Exercise description:
Transcribe precisely those lines of the listing that fall between the line containing "Where can the large" and the last line, inclusive of both.

Source records:
□ □ □

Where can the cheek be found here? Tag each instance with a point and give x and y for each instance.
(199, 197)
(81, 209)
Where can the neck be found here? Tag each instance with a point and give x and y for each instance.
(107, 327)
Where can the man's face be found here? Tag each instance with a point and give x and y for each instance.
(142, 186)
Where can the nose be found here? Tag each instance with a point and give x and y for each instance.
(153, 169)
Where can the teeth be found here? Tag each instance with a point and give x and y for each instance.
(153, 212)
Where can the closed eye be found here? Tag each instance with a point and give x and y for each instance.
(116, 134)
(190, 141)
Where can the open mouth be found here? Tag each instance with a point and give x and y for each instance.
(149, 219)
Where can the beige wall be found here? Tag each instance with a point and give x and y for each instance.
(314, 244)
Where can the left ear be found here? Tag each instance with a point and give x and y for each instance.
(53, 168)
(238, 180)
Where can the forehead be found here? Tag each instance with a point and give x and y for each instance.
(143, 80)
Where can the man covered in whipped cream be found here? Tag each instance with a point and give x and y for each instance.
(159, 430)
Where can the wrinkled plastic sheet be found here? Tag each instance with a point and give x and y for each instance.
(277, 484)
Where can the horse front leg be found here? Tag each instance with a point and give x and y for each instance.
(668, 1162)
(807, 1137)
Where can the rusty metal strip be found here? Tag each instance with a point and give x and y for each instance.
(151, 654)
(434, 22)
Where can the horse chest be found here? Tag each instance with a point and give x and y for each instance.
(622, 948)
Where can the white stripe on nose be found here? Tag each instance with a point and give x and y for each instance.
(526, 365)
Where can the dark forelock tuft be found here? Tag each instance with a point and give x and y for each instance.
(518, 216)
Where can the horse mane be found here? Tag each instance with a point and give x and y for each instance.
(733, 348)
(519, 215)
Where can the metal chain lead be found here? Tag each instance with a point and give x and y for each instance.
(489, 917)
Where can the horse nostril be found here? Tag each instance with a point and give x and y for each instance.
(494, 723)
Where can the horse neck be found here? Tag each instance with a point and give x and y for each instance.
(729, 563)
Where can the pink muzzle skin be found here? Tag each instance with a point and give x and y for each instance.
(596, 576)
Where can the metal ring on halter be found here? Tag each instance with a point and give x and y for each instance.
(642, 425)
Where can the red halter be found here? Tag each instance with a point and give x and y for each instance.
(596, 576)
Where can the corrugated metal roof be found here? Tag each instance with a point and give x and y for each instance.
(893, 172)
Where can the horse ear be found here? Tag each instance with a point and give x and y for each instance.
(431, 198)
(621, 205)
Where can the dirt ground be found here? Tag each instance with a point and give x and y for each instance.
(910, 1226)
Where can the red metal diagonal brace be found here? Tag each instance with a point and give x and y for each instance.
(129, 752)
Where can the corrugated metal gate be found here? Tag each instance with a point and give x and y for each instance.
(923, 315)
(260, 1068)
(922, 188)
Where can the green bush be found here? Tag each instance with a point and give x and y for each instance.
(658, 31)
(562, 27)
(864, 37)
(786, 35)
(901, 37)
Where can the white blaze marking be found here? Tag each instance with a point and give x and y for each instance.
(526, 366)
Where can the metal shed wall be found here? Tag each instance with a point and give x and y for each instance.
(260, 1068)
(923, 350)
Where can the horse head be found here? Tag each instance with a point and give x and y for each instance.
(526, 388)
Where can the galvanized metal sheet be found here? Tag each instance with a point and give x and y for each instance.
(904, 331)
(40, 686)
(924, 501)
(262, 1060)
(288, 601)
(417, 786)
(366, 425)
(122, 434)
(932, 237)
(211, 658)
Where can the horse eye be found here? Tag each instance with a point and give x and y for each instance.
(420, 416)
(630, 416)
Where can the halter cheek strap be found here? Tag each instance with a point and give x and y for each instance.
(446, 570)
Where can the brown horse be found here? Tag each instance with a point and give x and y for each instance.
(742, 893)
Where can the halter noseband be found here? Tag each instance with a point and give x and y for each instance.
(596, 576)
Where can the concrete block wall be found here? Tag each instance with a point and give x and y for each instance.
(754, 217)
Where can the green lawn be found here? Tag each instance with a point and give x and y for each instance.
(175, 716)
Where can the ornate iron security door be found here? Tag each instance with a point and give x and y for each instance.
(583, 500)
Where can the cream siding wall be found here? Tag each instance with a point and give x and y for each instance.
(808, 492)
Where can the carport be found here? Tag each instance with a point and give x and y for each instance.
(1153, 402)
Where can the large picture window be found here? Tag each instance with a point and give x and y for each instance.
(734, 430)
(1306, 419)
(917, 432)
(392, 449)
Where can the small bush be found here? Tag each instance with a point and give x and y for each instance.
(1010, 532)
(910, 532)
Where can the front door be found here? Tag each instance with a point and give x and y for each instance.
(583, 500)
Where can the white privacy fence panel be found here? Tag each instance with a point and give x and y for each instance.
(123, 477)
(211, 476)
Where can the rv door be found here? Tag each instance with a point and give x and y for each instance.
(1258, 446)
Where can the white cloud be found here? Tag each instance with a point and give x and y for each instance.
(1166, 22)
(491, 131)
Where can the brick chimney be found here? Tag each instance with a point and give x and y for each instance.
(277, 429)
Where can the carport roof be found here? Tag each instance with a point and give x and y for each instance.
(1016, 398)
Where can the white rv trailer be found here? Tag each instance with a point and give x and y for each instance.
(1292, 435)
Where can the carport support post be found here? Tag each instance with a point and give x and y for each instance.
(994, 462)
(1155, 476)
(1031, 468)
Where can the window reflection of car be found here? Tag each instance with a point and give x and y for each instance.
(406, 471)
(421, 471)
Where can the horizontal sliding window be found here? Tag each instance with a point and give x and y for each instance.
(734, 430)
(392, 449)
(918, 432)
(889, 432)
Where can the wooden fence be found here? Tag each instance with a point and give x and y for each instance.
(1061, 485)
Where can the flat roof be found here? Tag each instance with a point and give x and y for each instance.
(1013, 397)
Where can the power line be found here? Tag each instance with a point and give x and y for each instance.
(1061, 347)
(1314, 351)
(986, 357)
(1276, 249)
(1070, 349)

□ □ □

Full answer:
Where can the large picture window be found here? Tag each instance with a point and give x and y for each instance.
(734, 430)
(1306, 419)
(917, 432)
(392, 449)
Where can the small bush be found here? Tag each instance with a point and give x and y for each instance.
(1010, 532)
(910, 532)
Where can the front door be found here? Tag each instance with a point and give x and y for each instance.
(583, 500)
Where can the white privacy fence panel be found here? Tag each instance with a point and give x and y for each instance.
(123, 477)
(211, 476)
Where can the rv door be found here? Tag each instance with a point and give x and y for each instance.
(1258, 446)
Where can the white cloud be found here? Tag each instance with a point and give x and y for each instance.
(1166, 22)
(491, 131)
Where can the brick chimney be found here? Tag each instance with a point and give x and y for each instance.
(277, 429)
Where can the carport roof be found here? Tag each instance with a point and give x and y for each instance.
(1016, 398)
Where can the white rv trailer be found here? Tag each instance with a point and give x and y for each instance.
(1292, 435)
Where can the carport support post be found here? Tag each instance with a point and give x and y for each instance.
(994, 462)
(1155, 476)
(1031, 468)
Where can the window reflection of car be found here? Tag each instance with a point and give x and y for each instance.
(406, 471)
(421, 471)
Where can the horizontal sliding window be found here? Tag each instance with a point and give x and y for each instance.
(734, 430)
(392, 449)
(918, 432)
(889, 432)
Where can the wooden fence be found here? Tag each instance with a point and give x and y for each instance.
(1061, 485)
Where can the flat roof be found here? Tag each instance with a point and give x and y for each instance.
(1013, 397)
Where can the power line be found here? Tag each instance with a point and give x and y for each instance.
(1061, 347)
(1314, 351)
(986, 357)
(1276, 249)
(1070, 349)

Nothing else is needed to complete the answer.